Cette polémique a toutes les caractéristiques d’un serpent de mer. Après plusieurs personnalités et le parti Ensemble à Gauche, c’est maintenant au tour d’une pétition de demander ce lundi que le doctorat honoris causa décerné à Benito Mussolini par l’Université de Lausanne (UNIL) en 1937 soit révoqué.

Le comité derrière le texte ratisse large: «membre d’associations antifascistes», «colonie libre italienne», ou encore «des citoyennes et des citoyens de Suisse romande, mais aussi de Suisse alémanique, d’Italie ou encore d’Allemagne».

Les pétitionnaires rappellent que l’UNIL avait décoré le dictateur fasciste «pour avoir conçu et réalisé dans sa patrie une organisation sociale qui a enrichi la science sociologique et qui laissera dans l’histoire une trace profonde» en lui attribuant le plus haut titre honorifique qu‘une université peut décerner: le doctorat honoris causa.

Destruction et violence politique

Les signataires enchaînent et s’insurgent: «À l’époque de cette décoration, le régime fasciste de Benito Mussolini existe depuis 15 ans. Il est marqué par la destruction de la démocratie représentative, la répression des oppositions politiques et la violence politique. En novembre 1936, le régime fasciste italien scelle une alliance avec le nazisme, connue sous le nom d‘Axe Rome-Berlin. En mars 1937, l‘armée italienne a déjà fait d’horribles ravages en Éthiopie (usage massif de gaz de combat, massacres de la population, entre autres). Et ce n'est là que l’une des nombreuses manifestations d'un fascisme européen qui a laissé cyniquement — comme le prédisaient les mentions accompagnant le titre — une trace profonde dans l’histoire.»

◇ ◇ ◇

▶ **Consignes de l'exercice**
**1)** Recopiez le passage du texte fourni compris entre «Cette polémique a» et «doctorat honoris causa.», ces deux segments inclus.
**2)** Extrayez toutes les lignes contenant la chaîne «strap», en tenant compte de la casse.
Le texte fourni et les lignes qui suivent n'ont aucun rapport entre eux.

▶ **Relevés de points étiquetés**

◇ ◇ ◇

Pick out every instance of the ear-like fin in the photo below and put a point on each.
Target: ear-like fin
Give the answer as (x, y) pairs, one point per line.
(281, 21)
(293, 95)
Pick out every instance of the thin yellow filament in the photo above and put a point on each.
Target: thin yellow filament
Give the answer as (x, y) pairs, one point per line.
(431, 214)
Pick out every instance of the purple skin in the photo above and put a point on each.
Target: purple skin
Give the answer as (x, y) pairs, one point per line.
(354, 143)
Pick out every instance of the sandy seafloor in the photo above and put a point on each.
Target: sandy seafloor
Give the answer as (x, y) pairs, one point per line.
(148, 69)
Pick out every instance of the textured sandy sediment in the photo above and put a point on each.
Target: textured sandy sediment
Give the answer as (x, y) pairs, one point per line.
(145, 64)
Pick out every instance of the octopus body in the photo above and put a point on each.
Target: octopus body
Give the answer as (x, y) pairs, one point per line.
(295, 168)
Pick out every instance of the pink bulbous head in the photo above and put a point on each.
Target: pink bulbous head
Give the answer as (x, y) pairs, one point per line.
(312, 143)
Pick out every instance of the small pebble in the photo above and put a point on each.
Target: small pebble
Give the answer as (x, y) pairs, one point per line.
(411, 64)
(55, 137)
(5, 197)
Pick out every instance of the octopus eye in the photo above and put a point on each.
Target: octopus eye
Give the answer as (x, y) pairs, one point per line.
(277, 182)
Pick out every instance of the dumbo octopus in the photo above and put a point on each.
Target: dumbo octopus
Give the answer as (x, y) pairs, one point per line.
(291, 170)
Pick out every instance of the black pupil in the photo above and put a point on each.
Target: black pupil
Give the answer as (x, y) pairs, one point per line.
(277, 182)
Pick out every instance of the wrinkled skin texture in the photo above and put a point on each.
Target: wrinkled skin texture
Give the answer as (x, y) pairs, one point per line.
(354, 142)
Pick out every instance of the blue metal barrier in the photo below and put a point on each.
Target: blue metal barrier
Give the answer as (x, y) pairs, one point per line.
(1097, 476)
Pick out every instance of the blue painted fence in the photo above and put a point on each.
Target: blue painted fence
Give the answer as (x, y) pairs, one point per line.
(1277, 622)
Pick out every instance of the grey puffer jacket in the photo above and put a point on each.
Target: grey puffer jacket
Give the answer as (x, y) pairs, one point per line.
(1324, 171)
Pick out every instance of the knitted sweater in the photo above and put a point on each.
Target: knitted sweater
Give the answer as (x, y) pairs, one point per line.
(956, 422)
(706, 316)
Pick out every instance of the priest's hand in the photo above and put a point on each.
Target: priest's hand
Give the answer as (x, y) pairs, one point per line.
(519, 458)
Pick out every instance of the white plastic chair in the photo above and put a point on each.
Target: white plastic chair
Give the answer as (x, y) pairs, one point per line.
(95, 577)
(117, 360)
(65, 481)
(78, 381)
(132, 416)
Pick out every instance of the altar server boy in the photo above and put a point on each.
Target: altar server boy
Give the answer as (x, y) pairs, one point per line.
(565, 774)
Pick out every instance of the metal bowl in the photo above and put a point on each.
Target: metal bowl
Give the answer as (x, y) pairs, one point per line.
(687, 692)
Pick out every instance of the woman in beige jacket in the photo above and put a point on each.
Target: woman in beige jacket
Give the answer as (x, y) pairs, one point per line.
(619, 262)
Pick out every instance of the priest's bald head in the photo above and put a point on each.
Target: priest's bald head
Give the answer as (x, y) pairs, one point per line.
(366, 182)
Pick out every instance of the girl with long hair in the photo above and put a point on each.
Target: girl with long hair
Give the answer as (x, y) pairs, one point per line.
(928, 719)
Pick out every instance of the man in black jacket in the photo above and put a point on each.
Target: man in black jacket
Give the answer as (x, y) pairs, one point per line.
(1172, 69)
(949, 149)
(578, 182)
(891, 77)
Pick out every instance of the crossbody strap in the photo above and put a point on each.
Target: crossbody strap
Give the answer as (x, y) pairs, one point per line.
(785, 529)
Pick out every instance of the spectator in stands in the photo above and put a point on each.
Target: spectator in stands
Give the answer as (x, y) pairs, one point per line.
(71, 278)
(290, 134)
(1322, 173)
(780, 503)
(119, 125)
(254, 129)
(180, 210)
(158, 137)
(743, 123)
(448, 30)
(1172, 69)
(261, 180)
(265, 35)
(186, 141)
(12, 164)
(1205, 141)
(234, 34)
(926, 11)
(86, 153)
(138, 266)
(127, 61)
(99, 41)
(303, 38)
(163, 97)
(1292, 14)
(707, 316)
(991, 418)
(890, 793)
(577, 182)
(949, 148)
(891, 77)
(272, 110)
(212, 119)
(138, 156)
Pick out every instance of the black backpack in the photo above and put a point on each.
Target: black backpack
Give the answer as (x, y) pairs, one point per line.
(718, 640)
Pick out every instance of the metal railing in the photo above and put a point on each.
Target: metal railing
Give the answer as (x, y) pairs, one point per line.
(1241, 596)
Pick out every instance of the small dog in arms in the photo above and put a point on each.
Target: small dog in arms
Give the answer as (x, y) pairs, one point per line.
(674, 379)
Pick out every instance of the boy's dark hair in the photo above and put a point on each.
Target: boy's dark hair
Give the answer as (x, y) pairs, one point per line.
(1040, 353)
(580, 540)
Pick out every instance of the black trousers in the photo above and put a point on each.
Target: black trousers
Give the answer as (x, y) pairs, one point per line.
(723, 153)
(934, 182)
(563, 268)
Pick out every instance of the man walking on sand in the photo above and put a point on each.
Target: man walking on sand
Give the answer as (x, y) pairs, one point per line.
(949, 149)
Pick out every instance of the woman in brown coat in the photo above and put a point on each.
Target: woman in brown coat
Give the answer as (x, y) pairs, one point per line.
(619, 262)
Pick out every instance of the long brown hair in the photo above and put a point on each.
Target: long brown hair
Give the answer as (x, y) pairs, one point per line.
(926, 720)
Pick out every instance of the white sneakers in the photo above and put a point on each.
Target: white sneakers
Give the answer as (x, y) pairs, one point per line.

◇ ◇ ◇

▶ **Réponses aux consignes**
**1)**
Cette polémique a toutes les caractéristiques d’un serpent de mer. Après plusieurs personnalités et le parti Ensemble à Gauche, c’est maintenant au tour d’une pétition de demander ce lundi que le doctorat honoris causa décerné à Benito Mussolini par l’Université de Lausanne (UNIL) en 1937 soit révoqué.

Le comité derrière le texte ratisse large: «membre d’associations antifascistes», «colonie libre italienne», ou encore «des citoyennes et des citoyens de Suisse romande, mais aussi de Suisse alémanique, d’Italie ou encore d’Allemagne».

Les pétitionnaires rappellent que l’UNIL avait décoré le dictateur fasciste «pour avoir conçu et réalisé dans sa patrie une organisation sociale qui a enrichi la science sociologique et qui laissera dans l’histoire une trace profonde» en lui attribuant le plus haut titre honorifique qu‘une université peut décerner: le doctorat honoris causa.

**2)**
Pick out every instance of the crossbody strap in the photo above and put a point on each.
Target: crossbody strap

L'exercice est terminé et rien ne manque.